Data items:
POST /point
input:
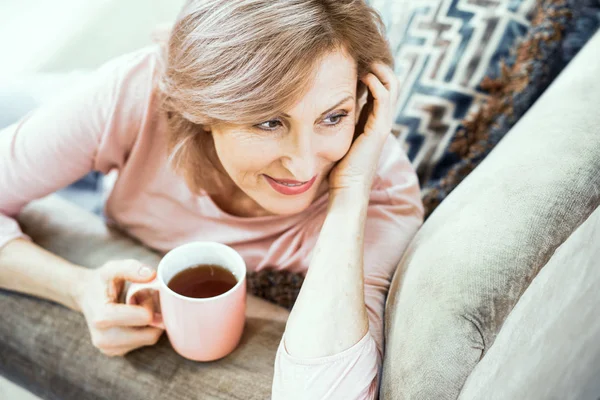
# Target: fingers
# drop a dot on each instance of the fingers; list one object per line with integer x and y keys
{"x": 386, "y": 75}
{"x": 129, "y": 270}
{"x": 383, "y": 86}
{"x": 380, "y": 119}
{"x": 120, "y": 341}
{"x": 115, "y": 315}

> STATED EXERCISE
Arrange the items as a two-column CSV with the header row "instruction,response": one row for each item, holding its instruction text and its answer, each in a single quoted field with line breaks replaced by spaces. Omit the pictures.

> OUTPUT
instruction,response
"POST /point input: # Target: fingers # drop a dot on each instance of the fingers; list one object per line with integer x and y keys","{""x"": 386, ""y"": 75} {""x"": 129, ""y"": 270} {""x"": 383, ""y"": 86} {""x"": 380, ""y"": 119} {""x"": 120, ""y"": 341} {""x"": 115, ""y"": 315}"